---- TRECHO SELECIONADO

Como bom jornalista que sou, tomei um texto que recebi por e-mail, publiquei na internet sem pedir permissão e ainda um tanto fora de contexto. Sigo apenas o que a imprensa faz em seu dia-a-dia. Mas aqui serei um aluno bem ruim: abrirei espaço - e pela primeira vez neste blog - para o "direito de resposta" de Ricardo Homsi, que entra neste humilde Boulevard para tomar um café e jogar papo fora. Quando encontrar algo parecido com o que vai ler agora por aí, por favor, avise a todos. Essa discussão, esse debate saudável, esse conflito de idéias e percepções fazem falta. As vozes roucas que se calaram e sucumbiram à tirania de laudas e caracteres limitados também são culpadas pela produção artística medíocre.

"O curso de Cinema e Vídeo da USP é uma das últimas estufas a cultivar o chamado cinema autoral junto aos jovens. Lá se constata como é impressionante a força que um Gláuber Rocha pode ter sobre meninos e meninas que nem eram nascidos no ano em que ele morreu.

Convivi nesse meio sem participar espiritualmente dele, porque minha formação cinematográfica passa por uma geração americana de cineastas posterior aos falecidos desta semana: Woody Allen, Martin Scorsese e Francis Ford Coppola. Se hoje estão se repetindo ou se aquietando, em seu auge chegaram a ser sublimes. Confesso que só fui assistir a um longa de Antonioni durante a faculdade; de Bergman, só aluguei Fanny e Alexander em VHS porque a prova específica de admissão ao curso exigia conhecimento sobre o filme.

A citação do meu e-mail no texto anterior do Mário pode dar a entender que lamento a morte de Antonioni e Bergman por razões sentimentais. Não é verdade. Eu lamento pelas razões mais racionais possíveis.

--------

> [TAREFAS ESCRITAS]
A. Responda com base no trecho sobre cinema:
(i) A quem o blog abre espaço para o "direito de resposta"?
(ii) Que filme de Bergman foi alugado em VHS por causa da prova de admissão?
(iii) Que curso é chamado de uma das últimas estufas do cinema autoral?
B. Devolva, sem alterações, a parte do trecho sobre cinema que vai de "Convivi nesse meio" a "sobre o filme.".

---- DADOS ARMAZENADOS

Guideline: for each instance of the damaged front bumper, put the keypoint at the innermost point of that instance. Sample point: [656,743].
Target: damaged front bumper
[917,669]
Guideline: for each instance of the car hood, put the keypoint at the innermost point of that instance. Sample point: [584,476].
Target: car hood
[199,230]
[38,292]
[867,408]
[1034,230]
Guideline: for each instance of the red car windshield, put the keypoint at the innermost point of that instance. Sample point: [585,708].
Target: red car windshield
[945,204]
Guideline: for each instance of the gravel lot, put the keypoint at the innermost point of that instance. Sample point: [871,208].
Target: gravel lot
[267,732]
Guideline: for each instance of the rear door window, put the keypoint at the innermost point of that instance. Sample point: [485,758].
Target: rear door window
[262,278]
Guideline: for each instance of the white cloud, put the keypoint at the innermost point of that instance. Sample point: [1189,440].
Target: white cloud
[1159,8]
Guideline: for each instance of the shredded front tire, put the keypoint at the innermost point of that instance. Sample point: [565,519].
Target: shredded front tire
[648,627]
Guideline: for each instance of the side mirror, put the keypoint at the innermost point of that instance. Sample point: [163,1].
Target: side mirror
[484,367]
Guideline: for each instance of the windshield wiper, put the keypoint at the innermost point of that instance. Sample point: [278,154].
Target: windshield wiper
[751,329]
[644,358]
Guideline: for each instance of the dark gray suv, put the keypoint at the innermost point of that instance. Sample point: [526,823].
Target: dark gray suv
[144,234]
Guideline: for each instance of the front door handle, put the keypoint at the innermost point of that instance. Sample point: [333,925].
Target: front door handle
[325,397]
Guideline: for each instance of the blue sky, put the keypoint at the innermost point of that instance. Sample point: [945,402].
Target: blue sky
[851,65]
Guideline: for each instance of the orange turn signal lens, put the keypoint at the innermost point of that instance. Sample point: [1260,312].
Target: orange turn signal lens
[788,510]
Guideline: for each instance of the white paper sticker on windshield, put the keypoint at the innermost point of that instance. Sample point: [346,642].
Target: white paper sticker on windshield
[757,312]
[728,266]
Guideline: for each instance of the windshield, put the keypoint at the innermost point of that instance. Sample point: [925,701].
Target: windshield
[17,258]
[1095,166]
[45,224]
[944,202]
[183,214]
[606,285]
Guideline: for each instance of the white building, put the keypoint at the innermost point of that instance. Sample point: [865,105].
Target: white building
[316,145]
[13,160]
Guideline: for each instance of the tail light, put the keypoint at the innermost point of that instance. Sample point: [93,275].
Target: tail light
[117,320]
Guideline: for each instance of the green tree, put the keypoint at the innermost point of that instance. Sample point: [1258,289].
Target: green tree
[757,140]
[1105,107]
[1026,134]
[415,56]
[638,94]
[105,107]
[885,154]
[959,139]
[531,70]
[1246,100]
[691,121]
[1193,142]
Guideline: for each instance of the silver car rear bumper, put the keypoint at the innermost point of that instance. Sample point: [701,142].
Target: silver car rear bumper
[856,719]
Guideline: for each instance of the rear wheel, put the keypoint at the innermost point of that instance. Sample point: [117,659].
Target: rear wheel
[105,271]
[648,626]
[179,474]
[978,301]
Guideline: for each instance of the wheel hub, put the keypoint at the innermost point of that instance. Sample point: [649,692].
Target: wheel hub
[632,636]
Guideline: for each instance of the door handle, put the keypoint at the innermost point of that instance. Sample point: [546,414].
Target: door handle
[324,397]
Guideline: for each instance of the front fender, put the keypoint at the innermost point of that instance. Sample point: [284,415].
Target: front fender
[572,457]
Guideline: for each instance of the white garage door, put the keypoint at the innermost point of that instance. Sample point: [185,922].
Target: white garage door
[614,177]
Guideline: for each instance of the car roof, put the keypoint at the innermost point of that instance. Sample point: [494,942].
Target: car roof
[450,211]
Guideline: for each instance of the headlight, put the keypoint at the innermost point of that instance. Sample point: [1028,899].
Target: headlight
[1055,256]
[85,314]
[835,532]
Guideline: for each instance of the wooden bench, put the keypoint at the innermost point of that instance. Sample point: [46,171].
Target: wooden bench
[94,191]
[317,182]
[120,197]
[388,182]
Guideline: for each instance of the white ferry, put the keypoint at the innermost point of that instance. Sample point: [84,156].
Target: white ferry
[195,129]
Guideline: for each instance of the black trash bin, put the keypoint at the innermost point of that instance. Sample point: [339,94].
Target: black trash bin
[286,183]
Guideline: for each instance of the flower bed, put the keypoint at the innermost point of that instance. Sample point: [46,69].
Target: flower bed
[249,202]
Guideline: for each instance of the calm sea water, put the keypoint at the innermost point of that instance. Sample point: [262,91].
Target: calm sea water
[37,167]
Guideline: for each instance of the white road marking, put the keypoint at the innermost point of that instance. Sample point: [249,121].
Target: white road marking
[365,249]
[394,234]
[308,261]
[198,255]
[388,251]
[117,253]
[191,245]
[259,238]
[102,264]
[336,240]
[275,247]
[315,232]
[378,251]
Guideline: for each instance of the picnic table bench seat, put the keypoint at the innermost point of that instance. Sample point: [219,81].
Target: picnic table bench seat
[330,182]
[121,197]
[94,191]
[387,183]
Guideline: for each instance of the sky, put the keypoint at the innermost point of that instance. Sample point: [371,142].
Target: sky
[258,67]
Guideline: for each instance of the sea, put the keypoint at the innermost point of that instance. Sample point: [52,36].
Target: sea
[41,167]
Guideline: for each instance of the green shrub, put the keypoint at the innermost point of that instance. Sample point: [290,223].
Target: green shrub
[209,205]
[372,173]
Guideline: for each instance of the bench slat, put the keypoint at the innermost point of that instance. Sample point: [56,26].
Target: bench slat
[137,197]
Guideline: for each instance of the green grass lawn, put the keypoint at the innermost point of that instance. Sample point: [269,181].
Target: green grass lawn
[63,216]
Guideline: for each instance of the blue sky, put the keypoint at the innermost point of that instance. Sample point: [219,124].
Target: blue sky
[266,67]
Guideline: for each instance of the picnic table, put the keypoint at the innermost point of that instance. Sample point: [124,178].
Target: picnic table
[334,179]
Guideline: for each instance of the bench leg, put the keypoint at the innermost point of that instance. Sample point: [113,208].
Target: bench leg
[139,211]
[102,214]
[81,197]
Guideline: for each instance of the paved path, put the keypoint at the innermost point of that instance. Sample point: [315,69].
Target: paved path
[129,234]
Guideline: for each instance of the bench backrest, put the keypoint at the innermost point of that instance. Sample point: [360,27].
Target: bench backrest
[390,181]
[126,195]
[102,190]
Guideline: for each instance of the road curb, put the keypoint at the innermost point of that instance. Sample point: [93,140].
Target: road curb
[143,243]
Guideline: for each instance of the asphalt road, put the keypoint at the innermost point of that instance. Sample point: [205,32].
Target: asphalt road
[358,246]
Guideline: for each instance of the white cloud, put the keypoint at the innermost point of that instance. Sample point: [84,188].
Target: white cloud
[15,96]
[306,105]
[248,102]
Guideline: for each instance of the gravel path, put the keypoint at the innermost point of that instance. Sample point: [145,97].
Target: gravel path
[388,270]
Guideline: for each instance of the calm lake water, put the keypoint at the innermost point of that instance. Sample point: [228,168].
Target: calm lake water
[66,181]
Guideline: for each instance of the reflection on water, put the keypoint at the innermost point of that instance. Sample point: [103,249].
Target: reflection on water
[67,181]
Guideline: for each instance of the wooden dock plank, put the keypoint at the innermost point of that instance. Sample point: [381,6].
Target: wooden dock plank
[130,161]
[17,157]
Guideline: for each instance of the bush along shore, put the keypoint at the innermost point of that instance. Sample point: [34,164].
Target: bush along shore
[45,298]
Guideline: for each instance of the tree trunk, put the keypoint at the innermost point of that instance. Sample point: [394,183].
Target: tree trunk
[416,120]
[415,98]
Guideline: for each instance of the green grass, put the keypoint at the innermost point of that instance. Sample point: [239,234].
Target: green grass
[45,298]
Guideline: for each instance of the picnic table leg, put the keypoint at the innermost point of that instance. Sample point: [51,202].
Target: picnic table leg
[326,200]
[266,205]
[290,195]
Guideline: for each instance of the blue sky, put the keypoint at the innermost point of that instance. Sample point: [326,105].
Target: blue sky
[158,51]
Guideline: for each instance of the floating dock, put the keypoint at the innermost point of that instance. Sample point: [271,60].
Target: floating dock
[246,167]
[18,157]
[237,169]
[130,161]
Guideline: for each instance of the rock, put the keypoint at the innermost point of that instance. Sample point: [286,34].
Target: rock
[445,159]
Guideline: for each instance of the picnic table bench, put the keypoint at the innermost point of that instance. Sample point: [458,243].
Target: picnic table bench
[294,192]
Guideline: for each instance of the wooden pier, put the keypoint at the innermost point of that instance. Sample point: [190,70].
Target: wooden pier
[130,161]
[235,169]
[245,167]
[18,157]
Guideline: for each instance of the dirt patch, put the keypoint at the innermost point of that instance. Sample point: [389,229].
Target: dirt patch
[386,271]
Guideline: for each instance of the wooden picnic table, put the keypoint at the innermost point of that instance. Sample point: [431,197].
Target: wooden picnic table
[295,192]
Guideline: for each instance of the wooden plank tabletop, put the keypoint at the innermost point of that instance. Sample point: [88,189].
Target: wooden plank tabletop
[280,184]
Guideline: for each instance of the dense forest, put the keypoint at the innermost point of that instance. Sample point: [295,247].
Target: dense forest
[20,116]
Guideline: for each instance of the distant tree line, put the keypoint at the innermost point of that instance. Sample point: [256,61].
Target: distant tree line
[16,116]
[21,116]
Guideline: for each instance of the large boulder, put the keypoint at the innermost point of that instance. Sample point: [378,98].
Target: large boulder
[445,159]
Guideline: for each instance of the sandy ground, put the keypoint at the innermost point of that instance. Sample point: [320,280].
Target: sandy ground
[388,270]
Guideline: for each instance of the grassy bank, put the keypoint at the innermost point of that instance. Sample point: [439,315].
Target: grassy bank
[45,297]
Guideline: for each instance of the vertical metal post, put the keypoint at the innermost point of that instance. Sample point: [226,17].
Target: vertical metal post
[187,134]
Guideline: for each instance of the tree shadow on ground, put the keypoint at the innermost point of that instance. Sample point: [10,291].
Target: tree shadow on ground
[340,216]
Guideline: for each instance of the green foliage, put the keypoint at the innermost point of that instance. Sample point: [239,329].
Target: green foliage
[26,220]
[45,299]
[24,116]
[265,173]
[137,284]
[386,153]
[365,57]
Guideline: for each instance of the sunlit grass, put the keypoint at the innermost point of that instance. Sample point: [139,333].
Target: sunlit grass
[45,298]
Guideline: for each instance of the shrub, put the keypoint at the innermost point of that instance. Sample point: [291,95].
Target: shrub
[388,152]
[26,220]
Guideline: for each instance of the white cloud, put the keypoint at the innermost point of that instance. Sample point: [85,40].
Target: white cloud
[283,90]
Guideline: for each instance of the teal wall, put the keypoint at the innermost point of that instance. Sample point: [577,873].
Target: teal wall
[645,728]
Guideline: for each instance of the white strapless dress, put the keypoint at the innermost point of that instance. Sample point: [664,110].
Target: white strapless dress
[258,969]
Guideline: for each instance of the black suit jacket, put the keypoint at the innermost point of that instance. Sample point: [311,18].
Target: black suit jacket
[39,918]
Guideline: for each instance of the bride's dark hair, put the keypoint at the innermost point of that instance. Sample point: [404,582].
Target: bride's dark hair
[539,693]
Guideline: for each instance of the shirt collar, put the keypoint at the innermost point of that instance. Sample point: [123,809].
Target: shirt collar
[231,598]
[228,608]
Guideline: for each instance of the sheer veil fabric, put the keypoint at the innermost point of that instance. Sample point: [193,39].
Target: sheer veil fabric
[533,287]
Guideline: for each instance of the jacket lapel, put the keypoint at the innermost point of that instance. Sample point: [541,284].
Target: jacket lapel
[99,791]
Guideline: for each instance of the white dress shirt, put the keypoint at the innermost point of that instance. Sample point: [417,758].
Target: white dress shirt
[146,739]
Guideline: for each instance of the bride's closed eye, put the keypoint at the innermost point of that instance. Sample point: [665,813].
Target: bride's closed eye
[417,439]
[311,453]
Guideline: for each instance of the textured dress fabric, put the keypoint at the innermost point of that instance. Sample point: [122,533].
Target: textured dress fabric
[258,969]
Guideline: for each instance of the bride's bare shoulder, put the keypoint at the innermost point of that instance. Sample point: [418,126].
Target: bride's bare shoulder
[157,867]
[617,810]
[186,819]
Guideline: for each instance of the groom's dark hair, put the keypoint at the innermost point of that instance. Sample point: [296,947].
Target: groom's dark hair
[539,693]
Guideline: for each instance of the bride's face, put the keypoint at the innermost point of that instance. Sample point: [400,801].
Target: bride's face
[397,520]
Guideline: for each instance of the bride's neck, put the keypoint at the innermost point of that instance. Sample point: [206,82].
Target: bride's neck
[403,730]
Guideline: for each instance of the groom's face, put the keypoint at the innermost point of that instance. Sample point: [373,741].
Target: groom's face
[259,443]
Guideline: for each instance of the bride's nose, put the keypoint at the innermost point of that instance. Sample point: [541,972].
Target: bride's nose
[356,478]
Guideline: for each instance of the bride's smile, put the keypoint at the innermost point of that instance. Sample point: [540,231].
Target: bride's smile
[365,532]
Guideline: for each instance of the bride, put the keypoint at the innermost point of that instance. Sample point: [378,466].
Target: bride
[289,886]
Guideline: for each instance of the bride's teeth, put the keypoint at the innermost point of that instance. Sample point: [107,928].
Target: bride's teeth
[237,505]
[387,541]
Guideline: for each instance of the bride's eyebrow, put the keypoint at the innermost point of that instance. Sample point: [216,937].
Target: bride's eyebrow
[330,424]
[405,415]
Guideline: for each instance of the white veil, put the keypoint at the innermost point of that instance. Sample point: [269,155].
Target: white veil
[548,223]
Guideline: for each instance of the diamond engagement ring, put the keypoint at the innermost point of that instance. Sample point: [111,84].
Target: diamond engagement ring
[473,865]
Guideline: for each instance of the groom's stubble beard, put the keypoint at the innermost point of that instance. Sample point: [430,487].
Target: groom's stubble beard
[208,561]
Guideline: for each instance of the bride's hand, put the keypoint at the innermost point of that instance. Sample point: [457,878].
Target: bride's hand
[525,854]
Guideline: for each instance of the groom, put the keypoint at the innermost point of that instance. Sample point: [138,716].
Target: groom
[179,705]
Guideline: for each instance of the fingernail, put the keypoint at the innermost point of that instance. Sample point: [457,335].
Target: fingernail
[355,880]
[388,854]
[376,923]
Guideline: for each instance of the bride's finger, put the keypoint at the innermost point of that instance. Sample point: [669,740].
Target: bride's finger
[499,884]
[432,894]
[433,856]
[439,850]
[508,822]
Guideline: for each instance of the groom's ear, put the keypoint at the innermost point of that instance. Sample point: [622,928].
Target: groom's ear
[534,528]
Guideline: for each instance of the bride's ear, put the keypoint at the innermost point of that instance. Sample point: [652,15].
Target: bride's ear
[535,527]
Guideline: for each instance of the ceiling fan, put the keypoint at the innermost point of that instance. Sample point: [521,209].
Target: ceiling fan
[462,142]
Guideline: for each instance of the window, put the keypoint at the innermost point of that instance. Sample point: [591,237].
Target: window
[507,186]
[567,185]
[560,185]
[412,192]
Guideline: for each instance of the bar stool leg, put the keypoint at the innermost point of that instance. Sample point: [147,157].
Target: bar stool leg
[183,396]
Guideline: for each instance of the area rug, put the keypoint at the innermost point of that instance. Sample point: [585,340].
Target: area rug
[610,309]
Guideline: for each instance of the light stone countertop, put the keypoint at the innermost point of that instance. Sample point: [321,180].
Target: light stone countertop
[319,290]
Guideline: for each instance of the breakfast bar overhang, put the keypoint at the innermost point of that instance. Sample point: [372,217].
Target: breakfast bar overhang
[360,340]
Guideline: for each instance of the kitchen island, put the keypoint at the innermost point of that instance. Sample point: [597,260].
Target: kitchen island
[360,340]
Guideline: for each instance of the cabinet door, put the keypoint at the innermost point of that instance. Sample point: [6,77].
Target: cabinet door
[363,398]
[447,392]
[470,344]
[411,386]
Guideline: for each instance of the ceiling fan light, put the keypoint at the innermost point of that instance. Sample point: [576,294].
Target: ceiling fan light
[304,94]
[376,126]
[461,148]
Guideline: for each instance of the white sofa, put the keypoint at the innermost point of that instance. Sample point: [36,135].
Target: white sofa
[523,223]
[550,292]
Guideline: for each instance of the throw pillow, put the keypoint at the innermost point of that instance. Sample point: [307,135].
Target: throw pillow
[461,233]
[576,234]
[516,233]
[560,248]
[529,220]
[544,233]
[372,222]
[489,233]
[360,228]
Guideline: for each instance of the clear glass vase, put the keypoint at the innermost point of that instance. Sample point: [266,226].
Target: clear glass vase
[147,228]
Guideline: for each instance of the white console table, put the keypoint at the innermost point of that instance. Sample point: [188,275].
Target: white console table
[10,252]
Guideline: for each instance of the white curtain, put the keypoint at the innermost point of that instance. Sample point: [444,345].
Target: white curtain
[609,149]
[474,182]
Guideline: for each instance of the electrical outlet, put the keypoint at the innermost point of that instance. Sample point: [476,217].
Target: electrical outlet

--------

> [RESPOSTAS DOS EXERCÍCIOS]
A.
(i) A Ricardo Homsi.
(ii) Fanny e Alexander.
(iii) O curso de Cinema e Vídeo da USP.

B.
Convivi nesse meio sem participar espiritualmente dele, porque minha formação cinematográfica passa por uma geração americana de cineastas posterior aos falecidos desta semana: Woody Allen, Martin Scorsese e Francis Ford Coppola. Se hoje estão se repetindo ou se aquietando, em seu auge chegaram a ser sublimes. Confesso que só fui assistir a um longa de Antonioni durante a faculdade; de Bergman, só aluguei Fanny e Alexander em VHS porque a prova específica de admissão ao curso exigia conhecimento sobre o filme.